#### [EXERCISE AIM]
Output all of the data verbatim.

[Stored entries]
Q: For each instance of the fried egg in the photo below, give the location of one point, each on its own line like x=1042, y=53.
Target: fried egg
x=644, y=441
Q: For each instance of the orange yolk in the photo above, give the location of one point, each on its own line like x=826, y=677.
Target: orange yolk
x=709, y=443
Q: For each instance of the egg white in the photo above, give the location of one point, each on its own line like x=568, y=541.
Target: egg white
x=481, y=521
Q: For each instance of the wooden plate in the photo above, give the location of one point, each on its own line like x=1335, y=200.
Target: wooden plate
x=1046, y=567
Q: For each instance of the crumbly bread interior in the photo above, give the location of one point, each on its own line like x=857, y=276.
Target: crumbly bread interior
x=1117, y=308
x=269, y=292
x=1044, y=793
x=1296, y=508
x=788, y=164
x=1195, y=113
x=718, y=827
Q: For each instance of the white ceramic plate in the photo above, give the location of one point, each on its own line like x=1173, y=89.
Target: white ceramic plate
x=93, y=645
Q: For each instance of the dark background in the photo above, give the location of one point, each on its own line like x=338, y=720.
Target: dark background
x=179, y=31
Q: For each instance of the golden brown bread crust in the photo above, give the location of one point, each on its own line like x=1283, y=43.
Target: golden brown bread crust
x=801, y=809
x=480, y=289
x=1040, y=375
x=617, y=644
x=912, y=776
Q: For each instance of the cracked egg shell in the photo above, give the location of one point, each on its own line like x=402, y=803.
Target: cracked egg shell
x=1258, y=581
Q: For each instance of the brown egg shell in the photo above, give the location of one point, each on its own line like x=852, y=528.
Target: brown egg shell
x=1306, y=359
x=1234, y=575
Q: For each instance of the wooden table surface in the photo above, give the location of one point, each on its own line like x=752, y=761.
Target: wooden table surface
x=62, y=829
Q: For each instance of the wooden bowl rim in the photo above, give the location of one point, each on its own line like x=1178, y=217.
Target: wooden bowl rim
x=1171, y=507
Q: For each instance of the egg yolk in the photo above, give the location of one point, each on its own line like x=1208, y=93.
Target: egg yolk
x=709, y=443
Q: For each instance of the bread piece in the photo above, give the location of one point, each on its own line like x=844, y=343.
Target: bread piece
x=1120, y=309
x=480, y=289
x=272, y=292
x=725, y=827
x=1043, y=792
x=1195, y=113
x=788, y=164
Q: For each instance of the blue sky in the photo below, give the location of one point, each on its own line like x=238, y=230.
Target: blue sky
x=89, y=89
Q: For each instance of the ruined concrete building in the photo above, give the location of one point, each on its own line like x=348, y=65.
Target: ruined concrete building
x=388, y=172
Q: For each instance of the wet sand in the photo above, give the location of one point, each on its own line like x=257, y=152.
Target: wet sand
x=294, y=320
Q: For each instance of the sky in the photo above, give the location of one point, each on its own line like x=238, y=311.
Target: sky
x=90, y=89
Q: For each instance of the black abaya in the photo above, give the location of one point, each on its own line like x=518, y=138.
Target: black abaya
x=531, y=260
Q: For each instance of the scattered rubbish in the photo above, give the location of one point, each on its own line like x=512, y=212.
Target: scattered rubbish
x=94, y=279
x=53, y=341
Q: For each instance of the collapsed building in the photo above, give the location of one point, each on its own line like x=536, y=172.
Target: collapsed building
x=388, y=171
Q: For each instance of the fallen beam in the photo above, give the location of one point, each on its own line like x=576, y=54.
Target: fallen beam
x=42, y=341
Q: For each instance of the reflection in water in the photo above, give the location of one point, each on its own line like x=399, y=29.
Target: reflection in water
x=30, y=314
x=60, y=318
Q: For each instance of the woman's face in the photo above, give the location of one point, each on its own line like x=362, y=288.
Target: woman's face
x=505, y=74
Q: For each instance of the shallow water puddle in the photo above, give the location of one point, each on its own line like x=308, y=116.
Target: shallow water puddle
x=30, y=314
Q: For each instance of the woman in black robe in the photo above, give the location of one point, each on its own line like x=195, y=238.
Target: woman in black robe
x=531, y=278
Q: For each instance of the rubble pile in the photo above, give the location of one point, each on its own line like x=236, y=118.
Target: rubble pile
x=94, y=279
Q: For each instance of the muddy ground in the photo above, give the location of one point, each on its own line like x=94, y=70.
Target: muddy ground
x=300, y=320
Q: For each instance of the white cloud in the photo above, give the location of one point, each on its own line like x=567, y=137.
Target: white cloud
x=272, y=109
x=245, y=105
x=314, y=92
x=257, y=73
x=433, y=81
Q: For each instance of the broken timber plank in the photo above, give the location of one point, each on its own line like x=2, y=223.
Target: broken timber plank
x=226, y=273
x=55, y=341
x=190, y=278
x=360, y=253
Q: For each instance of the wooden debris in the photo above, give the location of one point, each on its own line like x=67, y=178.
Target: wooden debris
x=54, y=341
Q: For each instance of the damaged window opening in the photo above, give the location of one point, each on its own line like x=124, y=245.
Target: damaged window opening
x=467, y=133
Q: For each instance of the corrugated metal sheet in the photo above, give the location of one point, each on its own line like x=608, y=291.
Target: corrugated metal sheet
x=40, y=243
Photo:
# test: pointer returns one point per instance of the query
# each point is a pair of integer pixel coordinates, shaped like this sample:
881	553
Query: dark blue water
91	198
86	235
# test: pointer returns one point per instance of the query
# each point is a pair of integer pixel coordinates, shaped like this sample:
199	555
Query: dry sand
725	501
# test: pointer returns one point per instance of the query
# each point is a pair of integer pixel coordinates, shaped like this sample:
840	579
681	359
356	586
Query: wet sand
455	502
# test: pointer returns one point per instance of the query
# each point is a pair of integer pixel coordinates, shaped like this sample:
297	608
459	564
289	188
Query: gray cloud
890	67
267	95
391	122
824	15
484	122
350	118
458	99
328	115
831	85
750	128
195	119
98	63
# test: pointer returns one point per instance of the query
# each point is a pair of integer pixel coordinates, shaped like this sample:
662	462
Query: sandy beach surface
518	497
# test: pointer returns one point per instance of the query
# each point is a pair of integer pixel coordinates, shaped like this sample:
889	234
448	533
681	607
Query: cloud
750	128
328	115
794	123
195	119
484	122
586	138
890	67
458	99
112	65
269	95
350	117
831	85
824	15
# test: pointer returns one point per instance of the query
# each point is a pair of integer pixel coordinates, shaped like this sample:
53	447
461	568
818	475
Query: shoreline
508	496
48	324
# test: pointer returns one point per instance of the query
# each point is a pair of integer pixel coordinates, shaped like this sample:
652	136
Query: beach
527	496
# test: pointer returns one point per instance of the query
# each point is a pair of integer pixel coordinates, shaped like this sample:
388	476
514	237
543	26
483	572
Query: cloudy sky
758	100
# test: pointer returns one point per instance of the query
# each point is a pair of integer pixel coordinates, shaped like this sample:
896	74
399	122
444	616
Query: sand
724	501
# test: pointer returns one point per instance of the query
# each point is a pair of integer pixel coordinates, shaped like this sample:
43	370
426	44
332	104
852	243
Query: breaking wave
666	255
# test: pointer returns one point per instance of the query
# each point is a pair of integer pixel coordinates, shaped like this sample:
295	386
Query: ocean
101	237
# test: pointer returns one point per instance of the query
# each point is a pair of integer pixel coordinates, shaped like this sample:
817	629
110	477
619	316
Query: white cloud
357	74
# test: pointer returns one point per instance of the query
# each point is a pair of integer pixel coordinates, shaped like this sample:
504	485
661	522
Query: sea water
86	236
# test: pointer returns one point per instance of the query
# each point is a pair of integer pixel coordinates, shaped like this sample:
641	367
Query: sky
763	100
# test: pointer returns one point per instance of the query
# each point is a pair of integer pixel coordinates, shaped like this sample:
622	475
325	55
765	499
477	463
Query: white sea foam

#### [THE COMPLETED TASK]
Q: For each instance of the fried egg in the photo below, give the location of one point, each on its own line like x=1042, y=53.
Target: fried egg
x=644, y=441
Q: For each instance of the orange yolk in the photo above, give the location of one point, each on its own line like x=826, y=677.
Target: orange yolk
x=709, y=443
Q: For each instance of the egg white in the photo above, give the location of one point, each on its own line like x=568, y=541.
Target: egg white
x=481, y=521
Q: For each instance of the wooden plate in the photo above, give the location of one point, each on its own line like x=1335, y=200.
Target: wooden plate
x=1046, y=567
Q: For each instance of the crumbly bread interior in the photo above, give the location of one point, each on its own line like x=857, y=276.
Target: crumbly bread interior
x=1117, y=308
x=269, y=292
x=1044, y=793
x=1296, y=508
x=788, y=164
x=1195, y=113
x=718, y=827
Q: For each instance of the white ceramic plate in the photo above, give the location of one point, each on its own line like x=1173, y=89.
Target: white ceramic plate
x=93, y=645
Q: For each instance of the dark background in the photo above, give the location of one point, each on its own line like x=338, y=720.
Target: dark background
x=179, y=31
Q: For each instance of the golden brown bread crust in the photo above, give the location of one point, each on its own line like x=1283, y=43.
Target: golden brown bread crust
x=801, y=809
x=480, y=289
x=1040, y=375
x=617, y=644
x=912, y=776
Q: For each instance of the cracked egg shell in the photo above, give the location of one point, each on its own line like x=402, y=803.
Target: cracked egg shell
x=1258, y=581
Q: For each instance of the brown egg shell in the photo above, give the location of one point, each on its own line like x=852, y=528.
Target: brown egg shell
x=1306, y=359
x=1234, y=575
Q: For each instance of the wooden table surface in the photo above, give the location of one point, each on its own line like x=752, y=761.
Target: wooden table surface
x=62, y=829
Q: For each instance of the wooden bowl rim in the photo above, give the location of one point, each on its own line like x=1178, y=217.
Target: wooden bowl rim
x=1171, y=507
Q: For each instance of the egg yolk in the photo above, give the location of one point, each on its own line like x=1208, y=93.
Target: egg yolk
x=709, y=443
Q: For each instance of the bread piece in the photo above, give the location of one point, each on its own line like x=844, y=343.
Target: bread piece
x=1120, y=309
x=480, y=289
x=272, y=292
x=725, y=827
x=1043, y=792
x=1195, y=113
x=788, y=164
Q: For each instance of the blue sky in the photo below, give the location of one point, each on its own line like x=238, y=230.
Target: blue sky
x=89, y=89
Q: For each instance of the ruined concrete building in the photo above, give the location of one point, each on its own line like x=348, y=65.
Target: ruined concrete building
x=388, y=172
Q: For each instance of the wet sand in the photo above, give the location of one point, each on its own line like x=257, y=152.
Target: wet sand
x=294, y=320
Q: For each instance of the sky in the photo above, give the location of one point, each on its own line like x=238, y=311.
Target: sky
x=90, y=89
Q: For each instance of the black abaya in the photo above, give the location of one point, each on its own line like x=518, y=138.
Target: black abaya
x=531, y=260
Q: For each instance of the scattered rubbish in the photo above, give the location of one point, each on its own line like x=512, y=212.
Target: scattered rubbish
x=94, y=279
x=53, y=341
Q: For each instance of the collapsed building in the photo above, give the location of one point, each on its own line like x=536, y=172.
Target: collapsed building
x=388, y=171
Q: For each instance of the fallen beam in the photo above, give the location of one point, each on its own line like x=576, y=54.
Target: fallen beam
x=42, y=341
Q: For each instance of the reflection in water in the photo above, give the location of one point, each on its own line like x=399, y=29.
Target: reflection in water
x=30, y=314
x=60, y=318
Q: For each instance of the woman's face in the photo above, give the location of one point, each on its own line like x=362, y=288.
Target: woman's face
x=505, y=74
Q: For each instance of the shallow water puddle in the photo above, give the location of one point, each on its own line like x=308, y=116.
Target: shallow water puddle
x=30, y=314
Q: For each instance of the woman in black robe in the photo above, give the location of one point, each on its own line like x=195, y=238.
Target: woman in black robe
x=531, y=278
Q: For each instance of the rubble pile in the photo above, give the location of one point, each on its own line like x=236, y=118.
Target: rubble pile
x=94, y=279
Q: For each instance of the muddy ground in the photo above, give the location of one point, each on its own line like x=94, y=70.
Target: muddy ground
x=300, y=320
Q: For each instance of the white cloud in the photo above, give the location of one point, each on its own line like x=567, y=137.
Target: white cloud
x=272, y=109
x=245, y=105
x=314, y=92
x=257, y=73
x=433, y=81
Q: For each instance of the broken timber plank in the photo above, give the location of one point, each on its own line like x=2, y=223.
Target: broken timber plank
x=226, y=273
x=55, y=341
x=190, y=278
x=360, y=253
Q: For each instance of the wooden debris in the photo above, give the location of one point, each on its own line like x=67, y=178.
Target: wooden debris
x=54, y=341
Q: For each instance of the damaged window opening in the photo above, give the location of one point, each on its own line like x=124, y=245.
Target: damaged window opening
x=467, y=133
Q: For each instance of the corrugated metal sheet in the photo above, give the location of one point, each on its own line like x=608, y=291.
Target: corrugated metal sheet
x=40, y=243
Photo:
# test: pointer returns one point per instance of the query
# each point is a pair of integer pixel coordinates, shaped like this sample:
881	553
Query: dark blue water
91	198
86	235
# test: pointer returns one point per instance of the query
# each point is a pair of integer pixel coordinates, shaped like this sample:
199	555
Query: dry sand
725	501
# test: pointer returns one point per instance of the query
# each point is a pair of integer pixel coordinates, shaped like this sample:
840	579
681	359
356	586
Query: wet sand
455	502
# test: pointer returns one point per instance of the query
# each point is a pair of integer pixel coordinates, shaped like this sample:
297	608
459	564
289	188
Query: gray cloud
890	67
267	95
391	122
824	15
484	122
350	118
458	99
328	115
831	85
750	128
195	119
98	63
# test: pointer returns one point per instance of the query
# each point is a pair of integer pixel coordinates, shaped like this sample:
662	462
Query: sandy beach surface
518	497
# test: pointer returns one point per instance of the query
# each point is a pair of integer pixel coordinates, shaped like this sample:
889	234
448	533
681	607
Query: cloud
750	128
328	115
794	123
195	119
484	122
586	138
890	67
458	99
112	65
269	95
350	117
831	85
824	15
# test: pointer returns one point per instance of the query
# each point is a pair of integer pixel coordinates, shaped like this sample:
53	447
461	568
818	475
Query: shoreline
508	496
48	324
# test: pointer returns one point per instance of the query
# each point is a pair of integer pixel coordinates, shaped like this sample:
652	136
Query: beach
527	496
# test: pointer returns one point per instance of the query
# each point is a pair of integer pixel coordinates, shaped like this sample:
388	476
514	237
543	26
483	572
Query: cloudy sky
758	100
# test: pointer returns one point per instance of the query
# each point is a pair of integer pixel coordinates, shaped like this sample:
896	74
399	122
444	616
Query: sand
724	501
# test: pointer returns one point per instance of the query
# each point is a pair of integer pixel coordinates, shaped like this sample:
43	370
426	44
332	104
852	243
Query: breaking wave
666	255
# test: pointer returns one point per instance of the query
# each point is a pair of integer pixel coordinates, shaped like this sample:
295	386
Query: ocean
101	237
# test: pointer returns one point per instance of the query
# each point is a pair of integer pixel coordinates, shaped like this sample:
817	629
110	477
619	316
Query: white cloud
357	74
# test: pointer returns one point per instance of the query
# each point is a pair of integer pixel coordinates, shaped like this sample:
504	485
661	522
Query: sea water
86	236
# test: pointer returns one point per instance of the query
# each point is a pair of integer pixel coordinates, shaped like this sample:
641	367
Query: sky
763	100
# test: pointer returns one point per instance of the query
# each point is a pair of integer pixel coordinates, shaped like this sample:
622	475
325	55
765	499
477	463
Query: white sea foam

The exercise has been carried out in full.